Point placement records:
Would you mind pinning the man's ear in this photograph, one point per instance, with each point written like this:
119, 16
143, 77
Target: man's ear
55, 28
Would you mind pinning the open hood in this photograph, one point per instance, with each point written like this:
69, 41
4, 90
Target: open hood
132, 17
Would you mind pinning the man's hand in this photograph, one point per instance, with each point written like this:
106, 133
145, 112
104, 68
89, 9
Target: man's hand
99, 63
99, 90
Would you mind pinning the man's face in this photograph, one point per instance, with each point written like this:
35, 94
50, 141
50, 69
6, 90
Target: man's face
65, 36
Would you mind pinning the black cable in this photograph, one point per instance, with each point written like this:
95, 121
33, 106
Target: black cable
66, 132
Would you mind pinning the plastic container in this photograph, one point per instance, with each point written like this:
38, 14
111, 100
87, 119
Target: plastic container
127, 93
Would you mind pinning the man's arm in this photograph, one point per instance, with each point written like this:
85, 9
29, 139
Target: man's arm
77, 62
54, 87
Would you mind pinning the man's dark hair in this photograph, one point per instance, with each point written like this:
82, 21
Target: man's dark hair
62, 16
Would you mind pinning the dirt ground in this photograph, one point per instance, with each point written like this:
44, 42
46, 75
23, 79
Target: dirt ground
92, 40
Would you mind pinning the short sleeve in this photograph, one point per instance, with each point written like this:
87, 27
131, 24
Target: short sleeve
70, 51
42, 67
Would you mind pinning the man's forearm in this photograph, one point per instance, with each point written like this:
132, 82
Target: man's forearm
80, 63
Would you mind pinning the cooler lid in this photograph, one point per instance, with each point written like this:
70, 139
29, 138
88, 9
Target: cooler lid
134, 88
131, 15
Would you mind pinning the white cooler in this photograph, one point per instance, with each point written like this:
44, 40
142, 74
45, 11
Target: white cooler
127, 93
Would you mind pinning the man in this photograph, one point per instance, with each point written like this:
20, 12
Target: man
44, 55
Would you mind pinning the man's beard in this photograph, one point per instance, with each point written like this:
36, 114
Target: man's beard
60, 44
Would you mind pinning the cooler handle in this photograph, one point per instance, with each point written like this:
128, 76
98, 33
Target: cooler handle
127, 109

What is expected: Your task is to repeat the data exactly; please include every line.

Response:
Would you mind pinning the man's ear in this photograph, one point per instance, with each point written like this:
119, 16
143, 77
Target: man's ear
55, 28
Would you mind pinning the open hood in this photograph, one point per instance, with each point written like this:
69, 41
4, 90
Target: open hood
132, 17
Would you mind pinning the man's hand in this photograph, one point per instance, with each point written like this:
106, 133
145, 112
104, 68
89, 9
Target: man's hand
99, 63
99, 90
Would you mind pinning the man's face in this photograph, one point per instance, with each point written like this:
35, 94
50, 141
50, 69
6, 90
Target: man's face
65, 36
Would you mind pinning the black cable in this photograph, one point per instance, with each point written like this:
95, 121
33, 106
Target: black cable
66, 132
Would you mind pinning the plastic container in this photograph, one point per instance, with each point written like this:
38, 14
111, 100
87, 119
Target: plastic container
127, 93
Would you mind pinning the man's arm in this photograph, one point per instance, with each point written like this:
85, 9
29, 139
Target: man's arm
77, 62
54, 87
Would you mind pinning the man's dark hair in this photograph, one point per instance, with each point written like this:
82, 21
Target: man's dark hair
62, 16
Would you mind pinning the dirt ground in this photograph, one point per instance, with each point written like this:
44, 42
46, 75
23, 79
Target: dirt ground
92, 40
Would you mind pinning the short sleeve in this photograph, one point per instance, with each point written like this:
87, 27
131, 24
Target: short sleeve
70, 51
42, 67
Would you mind pinning the man's forearm in this photograph, one point per instance, with each point written like this:
132, 82
Target: man's forearm
80, 63
Would you mind pinning the cooler lid in this photograph, one point per instance, with each point written like this:
70, 139
29, 138
88, 9
Target: cooler lid
134, 88
131, 15
Would you mind pinning the white cooler in this photograph, one point per instance, with each point written like this:
44, 40
142, 74
45, 11
Target: white cooler
127, 93
Would you mind pinning the man in this photograph, one point per instance, with each point written like this:
20, 12
Target: man
44, 55
Would you mind pinning the man's beard in this photograph, one point per instance, with each point written like this:
36, 114
Target: man's beard
60, 44
Would you mind pinning the cooler handle in this photograph, one point per instance, with each point written like this:
128, 76
98, 33
Target: cooler handle
127, 109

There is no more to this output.